[Stored data entries]
━━━━━━
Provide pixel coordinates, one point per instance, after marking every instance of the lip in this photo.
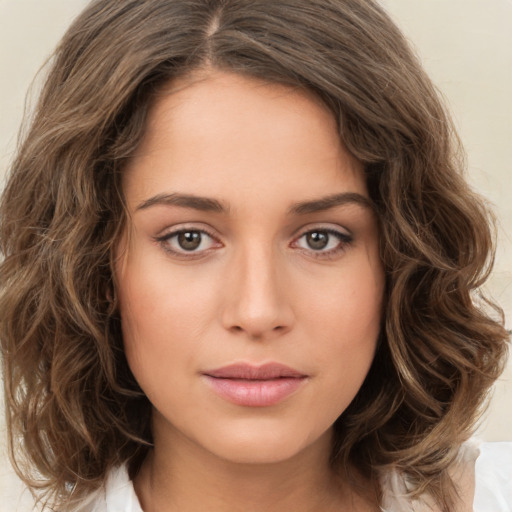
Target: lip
(255, 386)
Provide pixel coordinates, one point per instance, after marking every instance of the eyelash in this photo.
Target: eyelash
(345, 240)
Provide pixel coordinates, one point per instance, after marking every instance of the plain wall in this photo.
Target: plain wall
(466, 46)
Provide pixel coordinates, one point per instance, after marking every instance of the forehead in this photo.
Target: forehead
(220, 129)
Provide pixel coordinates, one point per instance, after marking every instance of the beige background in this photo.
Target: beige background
(466, 46)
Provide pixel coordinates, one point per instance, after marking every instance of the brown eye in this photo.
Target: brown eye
(189, 240)
(323, 243)
(317, 240)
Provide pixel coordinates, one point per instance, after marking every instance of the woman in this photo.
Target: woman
(240, 262)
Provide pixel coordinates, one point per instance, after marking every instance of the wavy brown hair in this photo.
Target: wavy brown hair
(73, 408)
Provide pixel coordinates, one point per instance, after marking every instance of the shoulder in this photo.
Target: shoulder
(117, 495)
(482, 473)
(493, 477)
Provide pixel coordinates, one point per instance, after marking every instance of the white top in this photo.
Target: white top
(490, 463)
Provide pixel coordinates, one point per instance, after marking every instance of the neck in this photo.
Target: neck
(182, 476)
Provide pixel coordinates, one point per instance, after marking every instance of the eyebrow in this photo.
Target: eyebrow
(208, 204)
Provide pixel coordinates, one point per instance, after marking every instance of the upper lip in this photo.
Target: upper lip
(254, 372)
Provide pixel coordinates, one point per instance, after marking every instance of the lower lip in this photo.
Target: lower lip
(255, 393)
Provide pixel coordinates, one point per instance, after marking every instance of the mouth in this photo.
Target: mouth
(255, 386)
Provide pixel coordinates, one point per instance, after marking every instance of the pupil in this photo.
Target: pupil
(317, 239)
(189, 240)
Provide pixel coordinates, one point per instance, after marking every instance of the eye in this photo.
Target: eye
(323, 242)
(187, 241)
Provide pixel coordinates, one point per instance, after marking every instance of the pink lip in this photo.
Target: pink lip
(255, 386)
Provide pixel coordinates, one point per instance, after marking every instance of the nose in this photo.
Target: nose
(256, 298)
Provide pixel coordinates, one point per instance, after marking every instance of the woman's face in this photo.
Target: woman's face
(250, 282)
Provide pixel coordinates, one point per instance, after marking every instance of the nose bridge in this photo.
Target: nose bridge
(257, 302)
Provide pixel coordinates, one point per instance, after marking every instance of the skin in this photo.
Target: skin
(254, 290)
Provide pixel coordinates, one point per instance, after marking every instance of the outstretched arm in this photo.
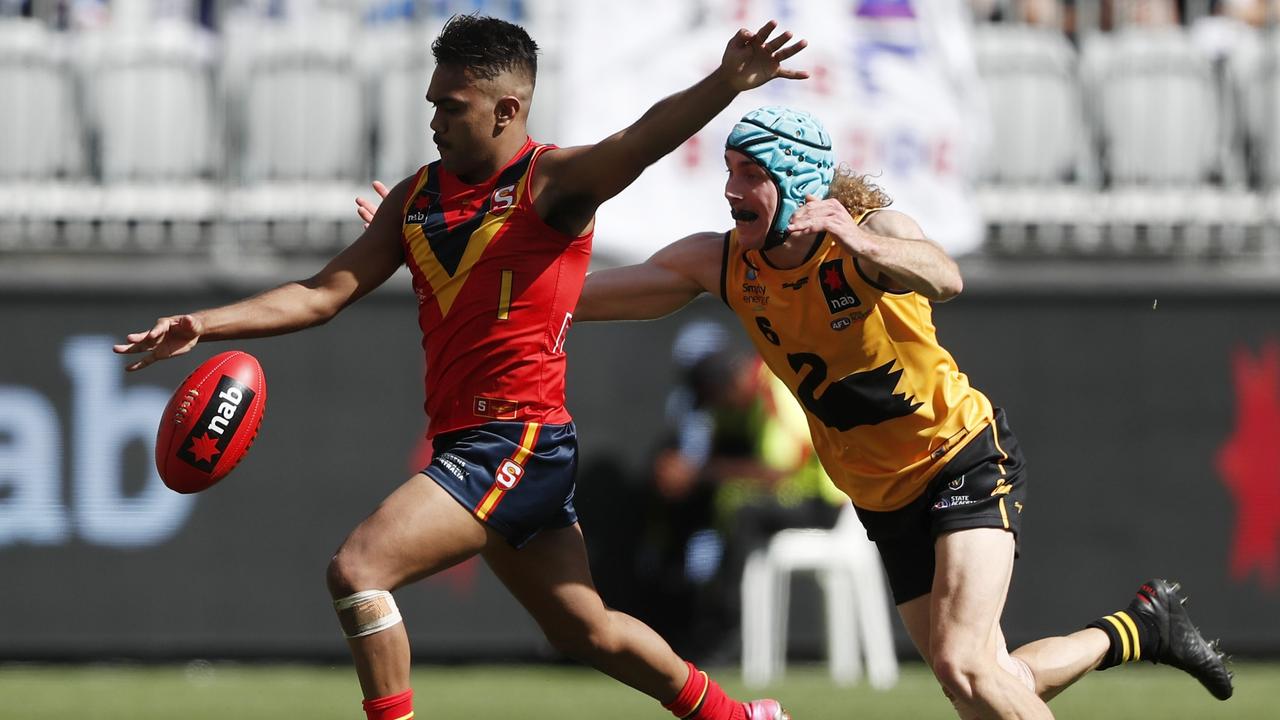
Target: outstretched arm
(888, 245)
(659, 286)
(572, 182)
(351, 274)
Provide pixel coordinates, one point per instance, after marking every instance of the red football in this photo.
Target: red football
(210, 422)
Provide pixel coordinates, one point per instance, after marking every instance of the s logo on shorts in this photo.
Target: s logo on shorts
(508, 474)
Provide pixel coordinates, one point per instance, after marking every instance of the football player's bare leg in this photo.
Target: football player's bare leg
(1047, 665)
(416, 532)
(551, 578)
(956, 628)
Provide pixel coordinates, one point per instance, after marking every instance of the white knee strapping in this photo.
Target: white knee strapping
(366, 613)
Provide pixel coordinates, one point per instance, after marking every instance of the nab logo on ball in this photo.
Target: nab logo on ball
(210, 422)
(835, 287)
(218, 424)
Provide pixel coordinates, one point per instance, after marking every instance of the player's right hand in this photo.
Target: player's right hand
(170, 337)
(366, 209)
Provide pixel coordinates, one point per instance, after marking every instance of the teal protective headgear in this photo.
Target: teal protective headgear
(795, 150)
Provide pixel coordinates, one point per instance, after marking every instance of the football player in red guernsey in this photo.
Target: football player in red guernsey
(497, 237)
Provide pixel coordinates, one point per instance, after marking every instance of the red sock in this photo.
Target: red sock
(702, 698)
(398, 706)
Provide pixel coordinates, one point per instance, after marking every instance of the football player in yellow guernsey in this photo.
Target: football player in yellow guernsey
(835, 291)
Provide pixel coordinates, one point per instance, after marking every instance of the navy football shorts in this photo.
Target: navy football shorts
(983, 486)
(515, 477)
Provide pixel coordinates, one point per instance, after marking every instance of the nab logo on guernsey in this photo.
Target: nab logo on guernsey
(216, 425)
(508, 474)
(835, 287)
(421, 208)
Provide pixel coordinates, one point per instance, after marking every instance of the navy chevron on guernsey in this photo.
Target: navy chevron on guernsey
(447, 242)
(496, 290)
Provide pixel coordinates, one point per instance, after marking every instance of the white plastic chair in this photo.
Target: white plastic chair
(858, 606)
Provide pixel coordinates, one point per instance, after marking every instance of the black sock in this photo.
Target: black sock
(1132, 632)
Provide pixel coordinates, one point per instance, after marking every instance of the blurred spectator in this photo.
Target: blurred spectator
(764, 474)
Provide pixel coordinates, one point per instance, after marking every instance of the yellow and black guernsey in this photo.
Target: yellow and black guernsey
(887, 405)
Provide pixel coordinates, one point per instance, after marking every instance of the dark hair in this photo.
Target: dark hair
(485, 46)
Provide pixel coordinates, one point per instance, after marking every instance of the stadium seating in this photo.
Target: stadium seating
(858, 606)
(1040, 171)
(398, 82)
(42, 145)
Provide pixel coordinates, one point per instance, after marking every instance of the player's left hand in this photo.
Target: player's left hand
(752, 59)
(817, 215)
(366, 209)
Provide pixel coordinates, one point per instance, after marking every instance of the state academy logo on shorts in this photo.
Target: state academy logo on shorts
(494, 408)
(421, 208)
(835, 287)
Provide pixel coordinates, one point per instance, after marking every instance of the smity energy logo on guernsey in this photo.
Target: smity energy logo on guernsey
(216, 424)
(835, 287)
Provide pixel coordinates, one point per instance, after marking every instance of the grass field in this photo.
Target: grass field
(270, 692)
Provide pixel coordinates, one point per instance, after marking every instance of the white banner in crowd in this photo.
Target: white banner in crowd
(894, 81)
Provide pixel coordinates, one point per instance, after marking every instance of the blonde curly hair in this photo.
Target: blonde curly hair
(856, 192)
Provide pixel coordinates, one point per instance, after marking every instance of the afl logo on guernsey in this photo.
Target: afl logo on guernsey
(421, 208)
(835, 287)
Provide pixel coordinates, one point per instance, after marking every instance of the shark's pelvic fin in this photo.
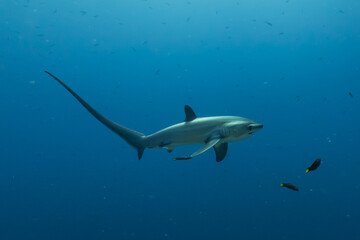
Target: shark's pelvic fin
(133, 138)
(206, 147)
(220, 151)
(189, 114)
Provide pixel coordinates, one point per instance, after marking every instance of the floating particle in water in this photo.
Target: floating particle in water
(290, 186)
(314, 166)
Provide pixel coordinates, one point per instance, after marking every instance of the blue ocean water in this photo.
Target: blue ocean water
(290, 65)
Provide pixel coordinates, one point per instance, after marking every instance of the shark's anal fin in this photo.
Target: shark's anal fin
(206, 147)
(189, 114)
(220, 151)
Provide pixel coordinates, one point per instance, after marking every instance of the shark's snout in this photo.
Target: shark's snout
(254, 127)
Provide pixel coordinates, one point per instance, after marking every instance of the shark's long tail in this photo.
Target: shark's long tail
(133, 138)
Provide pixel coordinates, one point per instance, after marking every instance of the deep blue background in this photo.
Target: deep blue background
(287, 64)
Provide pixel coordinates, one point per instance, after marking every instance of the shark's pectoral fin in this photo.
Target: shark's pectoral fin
(206, 147)
(169, 149)
(220, 150)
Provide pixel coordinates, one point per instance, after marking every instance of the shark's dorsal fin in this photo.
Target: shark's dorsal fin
(189, 114)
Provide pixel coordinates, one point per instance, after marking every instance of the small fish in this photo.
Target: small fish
(290, 186)
(314, 166)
━━━━━━
→ **Task requirements**: Whenever images occur above, omit them and retype each line exactly as it stands.

→ **Result for this exercise**:
Provide pixel coordinates, one point per instance, after marking every instance of the lip in this photo.
Target: lip
(255, 386)
Provide pixel coordinates, one point per instance, after marking every instance of the eyelash in this photo.
Target: eyelash
(345, 240)
Provide pixel coordinates, one point per instance, after marking every instance of the plain wall in this photo.
Target: plain wall
(466, 46)
Provide pixel coordinates, one point per instance, after marking every instance of the forehead in this photo.
Target: forehead
(220, 129)
Provide pixel coordinates, one point per instance, after marking every instance of the beige background in this photo.
Target: beige background
(466, 46)
Provide pixel coordinates, one point per instance, after marking every instance of the brown eye in this photo.
Target: brown eye
(189, 240)
(323, 243)
(317, 240)
Provide pixel coordinates, one point per instance, after marking every instance of the woman in this photo.
Target: woman
(240, 262)
Provide pixel coordinates, one point per instance, after marking every instance of the wavy brown hair in this photo.
Target: wavy brown hair
(73, 408)
Provide pixel coordinates, one point per instance, after marking every instance of the shoulder in this photo.
Target: shoulder
(117, 495)
(482, 473)
(493, 477)
Provide pixel coordinates, one point per instance, after marking every instance of the white top in this photo.
Target: white top
(490, 463)
Provide pixel coordinates, one point per instance, after marking every instance of the neck in this photo.
Target: neck
(182, 476)
Provide pixel coordinates, one point per instance, after marking every instance of the eyebrow in this photo.
Target: eyebrow
(208, 204)
Provide pixel coordinates, one point per instance, after marking every instance of the upper lip in this photo.
Target: upper lip
(254, 372)
Provide pixel coordinates, one point per instance, after marking every instance of the lower lip in this photo.
Target: lower lip
(255, 393)
Provide pixel coordinates, one point per instance, after marking every instance of the mouth in this photo.
Target: mouth
(255, 386)
Provide pixel coordinates, one point per instance, after marking every instance of the pupil in this photo.
Target: pupil
(317, 239)
(189, 240)
Provide pixel coordinates, one point per instance, after marking every instance of the eye in this photo.
Target: eye
(323, 242)
(187, 241)
Provide pixel coordinates, one point per instance, after marking every instance of the pink lip in this photo.
Target: pink lip
(255, 386)
Provide pixel coordinates, one point per instance, after marking every instance of the nose in this photo.
Target: nose
(256, 298)
Provide pixel coordinates, one point per instance, after marking every instance of the woman's face in this photo.
Target: woman's face
(250, 282)
Provide pixel coordinates, one point per instance, after marking every instance of the nose bridge in this photo.
Target: nose bridge
(257, 302)
Provide pixel coordinates, one point per instance, after marking every instance of the skin in this photo.
Target: skin
(254, 290)
Provide pixel coordinates, one point per instance, after marking every instance of the outstretched arm in this photo.
Target: outstretched arm
(888, 245)
(659, 286)
(572, 182)
(351, 274)
Provide pixel coordinates, one point per instance, after marking every instance of the red football in this photo.
Target: red football
(210, 422)
Provide pixel coordinates, one point per instance, after marking every instance of the s logo on shorts in this photo.
Target: s logo on shorts
(508, 474)
Provide pixel coordinates, one point per instance, after marking every instance of the football player's bare leg in this photo.
Target: football player's bare leg
(1047, 665)
(416, 532)
(551, 578)
(956, 628)
Provide pixel coordinates, one point per instance, after marking every instance of the white knee strapping in this photo.
Target: white knee strapping
(366, 613)
Provide pixel coordinates, one point per instance, after marking every instance of the nab logo on ball in this photo.
Target: nab logo on ball
(210, 422)
(835, 287)
(218, 424)
Provide pixel coordinates, one point per instance, after marking every instance of the player's right hand in this photo.
Target: player's right hand
(170, 337)
(366, 209)
Provide pixel coordinates, one point per instance, after marking every instance of the teal protective headgear in this photo.
Target: teal protective headgear
(795, 150)
Provide pixel coordinates, one point per instance, after marking every instance of the football player in red guernsey in this photo.
Target: football player in red guernsey
(497, 237)
Provide pixel coordinates, one point per instance, after marking every instance of the red sock in this photo.
Target: red sock
(702, 698)
(398, 706)
Provide pixel coordinates, one point per instance, after marking every instance of the football player in yellow guernsey in this photo.
Target: football player in yellow guernsey
(835, 291)
Provide pixel coordinates, one point per instance, after marking every instance of the navy football shorts in this photo.
Target: navy football shorts
(983, 486)
(515, 477)
Provide pixel coordinates, one point per instance, after marking every instance of the nab logo on guernsey in this photo.
Target: nab logo on guernsey
(216, 425)
(508, 474)
(835, 287)
(421, 208)
Provide pixel coordinates, one point per instance, after marking every instance of the navy chevron on guernsey in this photo.
Target: navy chevron on guernsey
(447, 242)
(496, 290)
Provide pixel coordinates, one point per instance, after marking every instance of the white plastic chair in this photo.
Target: white plastic chair
(858, 606)
Provide pixel coordinates, one point per instance, after marking every instance of the black sock in this photo.
Target: black sock
(1132, 632)
Provide pixel coordinates, one point per instance, after marking every instance of the blurred spectator in this photo.
Target: blurred spectator
(764, 474)
Provide pixel coordinates, one point per instance, after marking every instance of the yellow and black guernsey in this photo.
Target: yellow and black guernsey
(887, 405)
Provide pixel coordinates, one point per instance, after marking every instance of the dark hair in this photo.
Target: dark hair
(485, 46)
Provide pixel coordinates, one point per instance, after marking every instance of the stadium seating in this photo.
Target: stadium seating
(858, 606)
(1040, 171)
(398, 82)
(42, 145)
Provide pixel coordinates, one point per instance, after marking every instance of the player's left hand in this photo.
Target: player's left hand
(752, 59)
(817, 215)
(366, 209)
Provide pixel coordinates, one point per instance, after marking every instance of the state academy logo on shorts in this photo.
Target: state academy logo on shorts
(494, 408)
(421, 208)
(835, 287)
Provide pixel coordinates, one point per instance, after marking every instance of the smity energy logo on guernsey in this photo.
Target: smity energy logo on guernsey
(216, 424)
(835, 287)
Provide pixel coordinates, one point per instance, after marking every instance of the grass field in this photo.
Target: grass field
(270, 692)
Provide pixel coordinates, one point per instance, after marking every instance of the white banner in crowd in this photo.
Target: white banner in crowd
(894, 81)
Provide pixel coordinates, one point per instance, after marking every instance of the blonde curly hair in this photo.
Target: blonde curly hair
(856, 192)
Provide pixel coordinates, one point per instance, after marking every instance of the afl logo on guernsey in this photo.
Target: afl logo on guernsey
(421, 208)
(835, 287)
Provide pixel coordinates, one point per instance, after marking every instance of the shark's pelvic fin in this photo.
Target: shark's pelvic fin
(133, 138)
(206, 147)
(220, 151)
(189, 114)
Provide pixel coordinates, one point per instance, after marking every instance of the floating particle in water in this photo.
Target: floating particle in water
(290, 186)
(314, 166)
Provide pixel coordinates, one point per instance, after marking every instance of the blue ocean water in this photo.
Target: blue ocean water
(290, 65)
Provide pixel coordinates, one point per instance, after marking every instance of the shark's anal fin in this photo.
Target: shark's anal fin
(206, 147)
(189, 114)
(220, 151)
Provide pixel coordinates, one point per instance, after marking every instance of the shark's snout in this photo.
Target: shark's snout
(254, 127)
Provide pixel coordinates, one point per instance, after marking every instance of the shark's long tail in this photo.
Target: shark's long tail
(133, 138)
Provide pixel coordinates, one point per instance, after marking every instance of the deep blue background in this photo.
Target: deep blue background
(287, 64)
Provide pixel coordinates, one point per instance, after marking every instance of the shark's pectoral fin in this photo.
Target: shark's pectoral fin
(206, 147)
(169, 149)
(220, 150)
Provide pixel coordinates, one point per instance, after marking every instance of the shark's dorsal fin in this photo.
Target: shark's dorsal fin
(189, 114)
Provide pixel coordinates, one point per instance, after marking every instance of the small fish in this photo.
Target: small fish
(290, 186)
(314, 166)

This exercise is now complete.